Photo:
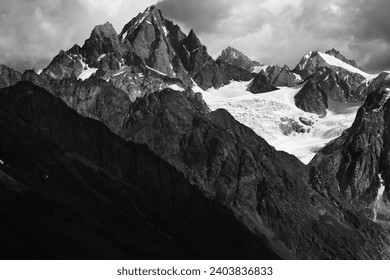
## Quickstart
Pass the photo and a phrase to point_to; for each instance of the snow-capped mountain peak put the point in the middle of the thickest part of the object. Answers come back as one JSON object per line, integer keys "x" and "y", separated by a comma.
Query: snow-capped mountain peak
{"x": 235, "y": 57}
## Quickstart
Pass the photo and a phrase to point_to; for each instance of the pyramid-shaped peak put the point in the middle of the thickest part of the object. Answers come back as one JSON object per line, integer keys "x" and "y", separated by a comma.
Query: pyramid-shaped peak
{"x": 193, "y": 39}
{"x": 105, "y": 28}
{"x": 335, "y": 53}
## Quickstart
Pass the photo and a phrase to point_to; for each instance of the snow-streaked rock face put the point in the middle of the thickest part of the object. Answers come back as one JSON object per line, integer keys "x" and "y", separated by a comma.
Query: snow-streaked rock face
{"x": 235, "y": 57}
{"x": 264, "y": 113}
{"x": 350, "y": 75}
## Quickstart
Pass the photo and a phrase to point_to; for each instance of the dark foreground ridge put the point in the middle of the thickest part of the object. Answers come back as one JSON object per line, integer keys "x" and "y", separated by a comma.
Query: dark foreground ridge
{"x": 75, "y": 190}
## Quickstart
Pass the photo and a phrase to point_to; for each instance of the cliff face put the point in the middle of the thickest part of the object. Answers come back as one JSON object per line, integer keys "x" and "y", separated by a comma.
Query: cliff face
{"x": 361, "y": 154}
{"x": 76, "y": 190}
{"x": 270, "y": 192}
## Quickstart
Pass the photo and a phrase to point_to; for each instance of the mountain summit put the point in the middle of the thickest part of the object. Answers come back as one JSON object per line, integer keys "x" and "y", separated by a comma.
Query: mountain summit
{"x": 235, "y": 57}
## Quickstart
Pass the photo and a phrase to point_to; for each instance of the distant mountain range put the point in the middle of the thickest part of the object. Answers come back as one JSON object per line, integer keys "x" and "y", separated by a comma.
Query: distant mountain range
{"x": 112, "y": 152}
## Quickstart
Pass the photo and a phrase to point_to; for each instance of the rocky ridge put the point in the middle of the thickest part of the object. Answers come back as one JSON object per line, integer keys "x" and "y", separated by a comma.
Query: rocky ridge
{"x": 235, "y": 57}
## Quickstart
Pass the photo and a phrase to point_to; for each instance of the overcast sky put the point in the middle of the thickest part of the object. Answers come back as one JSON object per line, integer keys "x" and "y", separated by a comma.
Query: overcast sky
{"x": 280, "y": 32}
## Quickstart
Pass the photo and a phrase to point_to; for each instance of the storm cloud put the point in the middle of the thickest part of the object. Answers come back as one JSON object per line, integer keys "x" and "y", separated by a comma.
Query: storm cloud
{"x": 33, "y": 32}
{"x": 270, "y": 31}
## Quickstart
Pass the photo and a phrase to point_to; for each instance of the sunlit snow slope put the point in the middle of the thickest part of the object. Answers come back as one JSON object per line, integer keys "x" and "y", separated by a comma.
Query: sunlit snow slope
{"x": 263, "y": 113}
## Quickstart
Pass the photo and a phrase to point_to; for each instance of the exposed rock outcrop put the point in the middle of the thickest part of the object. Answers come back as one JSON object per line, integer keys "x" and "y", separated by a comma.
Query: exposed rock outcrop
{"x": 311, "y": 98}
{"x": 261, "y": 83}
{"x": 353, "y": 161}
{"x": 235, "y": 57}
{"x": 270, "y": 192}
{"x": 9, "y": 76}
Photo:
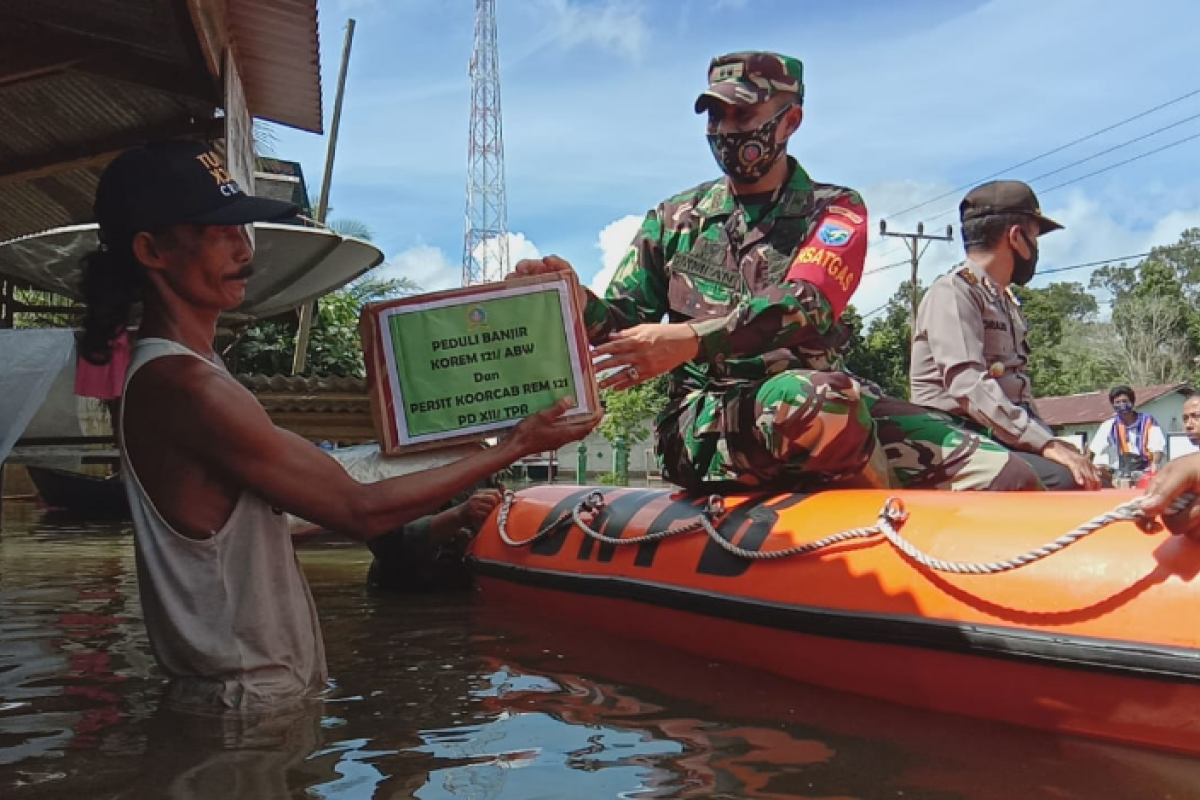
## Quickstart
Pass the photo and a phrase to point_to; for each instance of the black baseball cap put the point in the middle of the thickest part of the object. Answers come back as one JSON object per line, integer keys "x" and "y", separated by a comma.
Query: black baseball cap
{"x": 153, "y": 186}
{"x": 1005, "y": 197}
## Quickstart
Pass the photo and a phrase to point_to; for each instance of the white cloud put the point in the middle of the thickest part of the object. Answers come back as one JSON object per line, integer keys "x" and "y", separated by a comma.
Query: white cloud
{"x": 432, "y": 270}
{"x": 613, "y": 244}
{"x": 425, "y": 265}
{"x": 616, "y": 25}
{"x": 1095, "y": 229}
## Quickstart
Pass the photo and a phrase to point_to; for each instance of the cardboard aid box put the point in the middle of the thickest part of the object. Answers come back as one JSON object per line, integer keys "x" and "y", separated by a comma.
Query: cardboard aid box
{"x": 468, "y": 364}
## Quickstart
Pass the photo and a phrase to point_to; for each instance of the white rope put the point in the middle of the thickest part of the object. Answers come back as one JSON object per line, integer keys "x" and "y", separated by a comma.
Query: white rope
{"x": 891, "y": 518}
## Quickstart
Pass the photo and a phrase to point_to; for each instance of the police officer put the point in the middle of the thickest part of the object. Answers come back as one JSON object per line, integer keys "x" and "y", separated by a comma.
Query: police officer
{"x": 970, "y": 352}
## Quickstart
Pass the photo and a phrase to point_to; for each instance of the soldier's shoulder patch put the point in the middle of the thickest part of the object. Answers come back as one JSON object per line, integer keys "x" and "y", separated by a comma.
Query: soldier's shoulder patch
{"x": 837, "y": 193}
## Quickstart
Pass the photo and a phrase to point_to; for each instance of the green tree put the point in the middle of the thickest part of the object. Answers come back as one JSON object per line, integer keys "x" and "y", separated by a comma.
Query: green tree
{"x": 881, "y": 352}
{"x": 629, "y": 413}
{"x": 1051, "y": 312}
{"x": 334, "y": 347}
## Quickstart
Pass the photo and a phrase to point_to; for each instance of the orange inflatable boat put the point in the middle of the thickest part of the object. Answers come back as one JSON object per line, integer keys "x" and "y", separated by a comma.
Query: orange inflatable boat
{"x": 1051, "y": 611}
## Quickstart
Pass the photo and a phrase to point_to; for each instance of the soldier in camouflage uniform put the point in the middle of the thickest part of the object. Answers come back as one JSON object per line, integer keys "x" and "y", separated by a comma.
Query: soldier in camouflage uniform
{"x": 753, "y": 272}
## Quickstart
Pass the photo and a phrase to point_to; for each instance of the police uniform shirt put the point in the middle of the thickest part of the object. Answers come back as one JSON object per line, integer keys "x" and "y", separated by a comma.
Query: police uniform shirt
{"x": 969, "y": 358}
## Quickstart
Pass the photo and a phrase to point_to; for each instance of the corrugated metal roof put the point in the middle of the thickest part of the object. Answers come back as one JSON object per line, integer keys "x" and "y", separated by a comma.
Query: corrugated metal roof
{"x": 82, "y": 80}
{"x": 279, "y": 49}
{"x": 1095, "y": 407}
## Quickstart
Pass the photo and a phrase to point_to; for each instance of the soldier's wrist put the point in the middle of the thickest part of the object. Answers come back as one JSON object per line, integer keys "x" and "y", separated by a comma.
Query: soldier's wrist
============
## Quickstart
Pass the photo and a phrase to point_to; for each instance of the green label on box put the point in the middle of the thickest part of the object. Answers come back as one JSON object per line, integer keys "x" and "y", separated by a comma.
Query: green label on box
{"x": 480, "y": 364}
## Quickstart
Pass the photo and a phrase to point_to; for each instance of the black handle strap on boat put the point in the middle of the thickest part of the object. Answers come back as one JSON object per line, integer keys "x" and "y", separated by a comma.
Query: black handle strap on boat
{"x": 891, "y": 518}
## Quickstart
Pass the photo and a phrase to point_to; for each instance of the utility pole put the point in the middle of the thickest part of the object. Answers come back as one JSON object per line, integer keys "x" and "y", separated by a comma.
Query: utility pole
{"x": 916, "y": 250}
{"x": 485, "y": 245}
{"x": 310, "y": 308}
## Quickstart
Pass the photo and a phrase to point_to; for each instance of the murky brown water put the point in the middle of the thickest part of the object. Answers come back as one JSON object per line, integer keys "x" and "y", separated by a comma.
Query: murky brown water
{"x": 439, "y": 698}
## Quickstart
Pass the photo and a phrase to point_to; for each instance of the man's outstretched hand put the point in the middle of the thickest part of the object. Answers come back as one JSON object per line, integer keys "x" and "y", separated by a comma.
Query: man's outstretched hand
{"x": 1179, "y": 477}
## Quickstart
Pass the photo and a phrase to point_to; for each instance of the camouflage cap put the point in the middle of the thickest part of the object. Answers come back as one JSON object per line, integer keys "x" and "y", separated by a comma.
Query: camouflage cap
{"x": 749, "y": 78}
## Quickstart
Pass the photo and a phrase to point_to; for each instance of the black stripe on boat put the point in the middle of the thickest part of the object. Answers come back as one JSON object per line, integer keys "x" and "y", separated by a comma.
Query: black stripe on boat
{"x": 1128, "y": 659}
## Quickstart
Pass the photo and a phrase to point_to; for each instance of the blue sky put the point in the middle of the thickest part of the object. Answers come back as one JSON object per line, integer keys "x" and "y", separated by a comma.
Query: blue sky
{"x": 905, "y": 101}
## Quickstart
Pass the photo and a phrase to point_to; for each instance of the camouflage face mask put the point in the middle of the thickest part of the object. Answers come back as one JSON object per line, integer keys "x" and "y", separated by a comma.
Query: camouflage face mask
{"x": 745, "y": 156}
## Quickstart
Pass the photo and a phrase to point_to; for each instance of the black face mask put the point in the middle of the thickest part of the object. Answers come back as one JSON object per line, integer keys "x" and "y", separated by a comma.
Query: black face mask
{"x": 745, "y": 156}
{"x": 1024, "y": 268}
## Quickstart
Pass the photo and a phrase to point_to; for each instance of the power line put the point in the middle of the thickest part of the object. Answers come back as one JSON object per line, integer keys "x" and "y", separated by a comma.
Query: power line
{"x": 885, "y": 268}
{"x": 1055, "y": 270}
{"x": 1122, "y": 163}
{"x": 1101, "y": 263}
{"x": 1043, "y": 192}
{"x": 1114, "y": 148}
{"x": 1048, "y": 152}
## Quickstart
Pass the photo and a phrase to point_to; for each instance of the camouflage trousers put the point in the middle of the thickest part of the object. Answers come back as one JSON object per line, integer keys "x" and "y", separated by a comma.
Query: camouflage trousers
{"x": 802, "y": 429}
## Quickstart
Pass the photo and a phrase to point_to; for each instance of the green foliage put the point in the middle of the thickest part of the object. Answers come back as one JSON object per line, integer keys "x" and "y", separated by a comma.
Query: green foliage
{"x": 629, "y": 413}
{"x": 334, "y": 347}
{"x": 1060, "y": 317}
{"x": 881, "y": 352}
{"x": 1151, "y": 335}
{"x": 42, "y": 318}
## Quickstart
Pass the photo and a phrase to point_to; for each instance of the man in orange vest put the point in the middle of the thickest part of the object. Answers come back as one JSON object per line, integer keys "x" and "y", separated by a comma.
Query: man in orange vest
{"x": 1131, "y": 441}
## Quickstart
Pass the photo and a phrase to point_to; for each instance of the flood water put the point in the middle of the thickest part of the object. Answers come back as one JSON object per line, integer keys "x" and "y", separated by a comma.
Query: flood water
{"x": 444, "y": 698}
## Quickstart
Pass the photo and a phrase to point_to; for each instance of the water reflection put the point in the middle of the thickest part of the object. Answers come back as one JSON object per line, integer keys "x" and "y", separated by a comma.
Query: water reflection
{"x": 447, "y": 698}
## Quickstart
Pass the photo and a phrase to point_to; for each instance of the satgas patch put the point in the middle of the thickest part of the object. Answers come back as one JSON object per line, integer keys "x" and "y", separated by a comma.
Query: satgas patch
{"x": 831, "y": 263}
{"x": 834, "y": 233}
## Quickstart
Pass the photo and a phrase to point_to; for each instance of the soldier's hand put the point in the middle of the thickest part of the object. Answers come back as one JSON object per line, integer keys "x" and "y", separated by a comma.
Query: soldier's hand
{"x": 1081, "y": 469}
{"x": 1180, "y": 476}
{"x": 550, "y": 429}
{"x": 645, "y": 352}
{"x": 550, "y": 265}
============
## Written request
Collect every line in the items above that contains the word "outcrop", copying each one in full.

## Exercise solution
Pass the photo and a phrase to point_to; for each instance of the exposed rock outcrop put the point in the middle of the thickest part of the object. Answers come back as one JSON object per line, integer keys "x" and "y", separated by a comma.
Query: exposed rock outcrop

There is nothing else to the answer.